▸ **WHAT IS ASKED**
Restate each of the lines given below, word for word.

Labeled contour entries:
::::
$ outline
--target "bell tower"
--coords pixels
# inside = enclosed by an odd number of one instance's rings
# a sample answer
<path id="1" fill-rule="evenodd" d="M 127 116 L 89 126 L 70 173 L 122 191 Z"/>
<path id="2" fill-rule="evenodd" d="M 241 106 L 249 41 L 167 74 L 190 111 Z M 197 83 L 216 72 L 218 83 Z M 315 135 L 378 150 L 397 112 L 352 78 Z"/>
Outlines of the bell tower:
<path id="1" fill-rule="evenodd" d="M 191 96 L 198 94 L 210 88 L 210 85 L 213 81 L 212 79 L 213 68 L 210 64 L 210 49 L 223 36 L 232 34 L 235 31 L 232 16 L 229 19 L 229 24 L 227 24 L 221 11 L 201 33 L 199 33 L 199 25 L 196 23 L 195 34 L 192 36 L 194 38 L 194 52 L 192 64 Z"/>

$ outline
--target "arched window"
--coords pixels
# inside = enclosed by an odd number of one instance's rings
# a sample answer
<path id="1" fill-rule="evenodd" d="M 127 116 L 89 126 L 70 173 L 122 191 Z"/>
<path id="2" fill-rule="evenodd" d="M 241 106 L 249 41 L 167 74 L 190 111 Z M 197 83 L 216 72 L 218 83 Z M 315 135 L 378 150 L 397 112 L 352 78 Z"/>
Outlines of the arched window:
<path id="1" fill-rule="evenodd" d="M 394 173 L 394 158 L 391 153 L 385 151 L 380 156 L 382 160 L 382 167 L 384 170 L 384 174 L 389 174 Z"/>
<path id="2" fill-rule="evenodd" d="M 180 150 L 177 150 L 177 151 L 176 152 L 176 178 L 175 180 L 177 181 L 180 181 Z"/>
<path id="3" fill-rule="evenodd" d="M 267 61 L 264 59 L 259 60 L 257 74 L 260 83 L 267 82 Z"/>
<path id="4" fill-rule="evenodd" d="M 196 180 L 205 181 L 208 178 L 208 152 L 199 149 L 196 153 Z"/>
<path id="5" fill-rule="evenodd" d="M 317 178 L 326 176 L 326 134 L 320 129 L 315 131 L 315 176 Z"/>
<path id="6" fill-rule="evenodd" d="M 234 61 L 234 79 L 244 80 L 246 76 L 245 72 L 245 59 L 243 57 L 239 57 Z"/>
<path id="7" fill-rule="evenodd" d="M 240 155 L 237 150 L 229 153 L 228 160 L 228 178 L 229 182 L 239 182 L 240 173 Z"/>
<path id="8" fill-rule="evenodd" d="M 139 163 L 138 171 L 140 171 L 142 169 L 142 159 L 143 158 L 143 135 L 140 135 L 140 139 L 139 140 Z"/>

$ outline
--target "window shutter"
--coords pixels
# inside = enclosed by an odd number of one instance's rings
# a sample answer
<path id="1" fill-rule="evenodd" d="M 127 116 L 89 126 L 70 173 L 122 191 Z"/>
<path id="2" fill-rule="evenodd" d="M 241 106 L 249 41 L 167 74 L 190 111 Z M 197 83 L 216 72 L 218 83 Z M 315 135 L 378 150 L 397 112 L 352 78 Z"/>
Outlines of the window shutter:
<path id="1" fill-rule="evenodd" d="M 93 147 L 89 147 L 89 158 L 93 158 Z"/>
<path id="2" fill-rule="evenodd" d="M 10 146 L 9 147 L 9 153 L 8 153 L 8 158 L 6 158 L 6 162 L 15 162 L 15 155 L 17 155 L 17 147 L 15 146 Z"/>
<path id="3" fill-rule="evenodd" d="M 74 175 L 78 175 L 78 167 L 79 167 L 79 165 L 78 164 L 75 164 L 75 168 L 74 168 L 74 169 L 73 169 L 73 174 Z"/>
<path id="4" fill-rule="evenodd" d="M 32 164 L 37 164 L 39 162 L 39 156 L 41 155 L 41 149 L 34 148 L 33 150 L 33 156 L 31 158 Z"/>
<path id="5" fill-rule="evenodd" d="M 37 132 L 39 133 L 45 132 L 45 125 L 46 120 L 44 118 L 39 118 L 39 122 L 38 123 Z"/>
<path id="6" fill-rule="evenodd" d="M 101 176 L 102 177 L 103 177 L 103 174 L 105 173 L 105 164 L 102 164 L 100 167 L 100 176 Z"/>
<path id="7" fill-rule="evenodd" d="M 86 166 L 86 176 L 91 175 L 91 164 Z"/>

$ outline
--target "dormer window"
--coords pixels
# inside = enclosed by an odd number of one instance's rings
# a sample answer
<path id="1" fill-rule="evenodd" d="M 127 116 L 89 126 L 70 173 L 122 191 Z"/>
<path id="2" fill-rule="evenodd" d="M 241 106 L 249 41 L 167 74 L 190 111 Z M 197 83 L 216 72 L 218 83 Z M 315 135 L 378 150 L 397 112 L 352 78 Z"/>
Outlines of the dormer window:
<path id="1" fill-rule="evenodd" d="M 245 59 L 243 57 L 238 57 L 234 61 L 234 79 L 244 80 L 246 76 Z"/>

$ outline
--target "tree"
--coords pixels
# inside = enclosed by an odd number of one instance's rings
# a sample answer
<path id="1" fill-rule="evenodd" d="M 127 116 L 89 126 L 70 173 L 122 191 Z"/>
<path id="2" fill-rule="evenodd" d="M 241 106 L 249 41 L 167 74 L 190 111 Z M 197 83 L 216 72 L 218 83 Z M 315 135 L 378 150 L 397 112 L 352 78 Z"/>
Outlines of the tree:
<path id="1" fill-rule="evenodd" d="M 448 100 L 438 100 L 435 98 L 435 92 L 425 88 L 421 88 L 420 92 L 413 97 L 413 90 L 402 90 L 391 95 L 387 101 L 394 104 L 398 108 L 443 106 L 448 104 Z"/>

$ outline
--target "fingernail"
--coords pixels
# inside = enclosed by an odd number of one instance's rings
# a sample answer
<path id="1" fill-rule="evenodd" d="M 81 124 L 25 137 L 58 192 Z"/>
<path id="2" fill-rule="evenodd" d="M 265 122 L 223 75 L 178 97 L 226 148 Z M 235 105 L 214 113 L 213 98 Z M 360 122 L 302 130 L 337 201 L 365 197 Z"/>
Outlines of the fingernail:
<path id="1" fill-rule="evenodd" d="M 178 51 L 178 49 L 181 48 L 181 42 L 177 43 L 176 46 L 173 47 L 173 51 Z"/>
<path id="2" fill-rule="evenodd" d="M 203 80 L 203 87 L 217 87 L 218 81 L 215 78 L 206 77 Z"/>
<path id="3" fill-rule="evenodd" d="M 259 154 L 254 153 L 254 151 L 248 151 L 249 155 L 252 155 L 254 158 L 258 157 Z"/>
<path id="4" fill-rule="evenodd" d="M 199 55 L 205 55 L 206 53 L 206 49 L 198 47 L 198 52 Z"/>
::::
▸ **CORRECT ANSWER**
$ outline
--target "bell tower"
--coords pixels
# inside = enclosed by an odd number of one instance's rings
# a sample answer
<path id="1" fill-rule="evenodd" d="M 127 116 L 89 126 L 70 173 L 122 191 Z"/>
<path id="2" fill-rule="evenodd" d="M 241 106 L 249 41 L 167 74 L 190 111 Z M 197 83 L 216 72 L 218 83 Z M 315 135 L 378 150 L 397 112 L 352 78 Z"/>
Outlines of the bell tower:
<path id="1" fill-rule="evenodd" d="M 191 96 L 198 94 L 210 88 L 210 85 L 213 81 L 212 79 L 213 68 L 210 64 L 210 49 L 223 36 L 232 34 L 235 31 L 232 16 L 229 19 L 229 24 L 227 24 L 221 11 L 201 33 L 199 33 L 199 25 L 196 23 L 195 34 L 192 36 L 194 38 L 194 52 L 192 64 Z"/>

$ outline
--target "arched window"
--coords pixels
# inside = enclosed by an odd number of one instance's rings
# a sample answer
<path id="1" fill-rule="evenodd" d="M 127 116 L 89 126 L 70 173 L 122 191 Z"/>
<path id="2" fill-rule="evenodd" d="M 241 106 L 249 41 L 167 74 L 190 111 Z M 197 83 L 216 72 L 218 83 Z M 315 135 L 378 150 L 397 112 L 352 78 Z"/>
Outlines of the arched window:
<path id="1" fill-rule="evenodd" d="M 394 173 L 394 158 L 391 153 L 385 151 L 380 156 L 382 160 L 382 167 L 384 170 L 384 174 L 389 174 Z"/>
<path id="2" fill-rule="evenodd" d="M 180 150 L 177 150 L 177 151 L 176 152 L 176 178 L 175 180 L 177 181 L 180 181 Z"/>
<path id="3" fill-rule="evenodd" d="M 267 61 L 264 59 L 259 60 L 257 74 L 260 83 L 267 82 Z"/>
<path id="4" fill-rule="evenodd" d="M 196 180 L 205 181 L 208 178 L 208 152 L 199 149 L 196 153 Z"/>
<path id="5" fill-rule="evenodd" d="M 317 178 L 326 176 L 326 134 L 320 129 L 315 131 L 315 176 Z"/>
<path id="6" fill-rule="evenodd" d="M 234 61 L 234 79 L 244 80 L 246 76 L 245 72 L 245 59 L 243 57 L 239 57 Z"/>
<path id="7" fill-rule="evenodd" d="M 240 155 L 237 150 L 229 153 L 228 160 L 228 178 L 229 182 L 239 182 L 240 173 Z"/>
<path id="8" fill-rule="evenodd" d="M 139 163 L 138 171 L 140 171 L 142 169 L 142 159 L 143 158 L 143 135 L 140 135 L 140 139 L 139 140 Z"/>

$ outline
--target "window shutter"
--coords pixels
# inside = enclosed by an odd number of one instance's rings
# a sample answer
<path id="1" fill-rule="evenodd" d="M 127 116 L 89 126 L 70 173 L 122 191 Z"/>
<path id="2" fill-rule="evenodd" d="M 241 106 L 249 41 L 167 74 L 190 111 Z M 197 83 L 216 72 L 218 83 Z M 315 135 L 378 150 L 397 112 L 352 78 Z"/>
Outlines of the window shutter:
<path id="1" fill-rule="evenodd" d="M 93 147 L 89 147 L 89 158 L 93 158 Z"/>
<path id="2" fill-rule="evenodd" d="M 10 146 L 9 147 L 9 153 L 8 153 L 8 158 L 6 158 L 6 162 L 15 162 L 15 155 L 17 155 L 17 147 L 15 146 Z"/>
<path id="3" fill-rule="evenodd" d="M 74 175 L 78 175 L 78 167 L 79 167 L 79 165 L 78 164 L 75 164 L 75 168 L 74 168 L 74 169 L 73 169 L 73 174 Z"/>
<path id="4" fill-rule="evenodd" d="M 32 164 L 37 164 L 39 162 L 39 156 L 41 155 L 41 149 L 34 148 L 33 150 L 33 156 L 31 158 Z"/>
<path id="5" fill-rule="evenodd" d="M 37 132 L 39 133 L 45 132 L 45 125 L 46 120 L 44 118 L 39 118 L 39 122 L 38 123 Z"/>
<path id="6" fill-rule="evenodd" d="M 101 176 L 102 177 L 103 177 L 103 174 L 105 173 L 105 164 L 102 164 L 100 167 L 100 176 Z"/>
<path id="7" fill-rule="evenodd" d="M 86 166 L 86 176 L 91 175 L 91 164 Z"/>

$ outline
--target "dormer window"
--coords pixels
# inside = enclosed by an odd number of one instance's rings
# a sample answer
<path id="1" fill-rule="evenodd" d="M 127 116 L 89 126 L 70 173 L 122 191 Z"/>
<path id="2" fill-rule="evenodd" d="M 241 106 L 249 41 L 167 74 L 190 111 Z M 197 83 L 216 72 L 218 83 Z M 315 135 L 378 150 L 397 112 L 352 78 Z"/>
Outlines of the dormer window:
<path id="1" fill-rule="evenodd" d="M 245 59 L 243 57 L 238 57 L 234 61 L 234 79 L 244 80 L 246 76 Z"/>

$ outline
--target "tree"
--coords pixels
# inside = enclosed by an odd number of one instance's rings
# a sample answer
<path id="1" fill-rule="evenodd" d="M 127 116 L 89 126 L 70 173 L 122 191 Z"/>
<path id="2" fill-rule="evenodd" d="M 241 106 L 249 41 L 167 74 L 190 111 Z M 197 83 L 216 72 L 218 83 Z M 315 135 L 378 150 L 397 112 L 352 78 Z"/>
Outlines of the tree:
<path id="1" fill-rule="evenodd" d="M 448 100 L 438 100 L 435 98 L 435 92 L 425 88 L 421 88 L 420 92 L 413 97 L 413 90 L 402 90 L 391 95 L 387 101 L 394 104 L 398 108 L 443 106 L 448 104 Z"/>

$ outline
--target "fingernail"
--coords pixels
# inside = enclosed by an odd number of one instance's rings
# a sample answer
<path id="1" fill-rule="evenodd" d="M 81 124 L 25 137 L 58 192 Z"/>
<path id="2" fill-rule="evenodd" d="M 265 122 L 223 75 L 178 97 L 226 148 Z M 235 105 L 214 113 L 213 98 Z M 360 122 L 302 130 L 337 201 L 365 197 Z"/>
Outlines of the fingernail:
<path id="1" fill-rule="evenodd" d="M 178 51 L 178 49 L 181 48 L 181 42 L 177 43 L 176 46 L 173 47 L 173 51 Z"/>
<path id="2" fill-rule="evenodd" d="M 203 80 L 203 87 L 217 87 L 218 81 L 215 78 L 206 77 Z"/>
<path id="3" fill-rule="evenodd" d="M 259 154 L 254 153 L 254 151 L 248 151 L 249 155 L 252 155 L 254 158 L 258 157 Z"/>
<path id="4" fill-rule="evenodd" d="M 199 55 L 205 55 L 206 53 L 206 49 L 198 47 L 198 52 Z"/>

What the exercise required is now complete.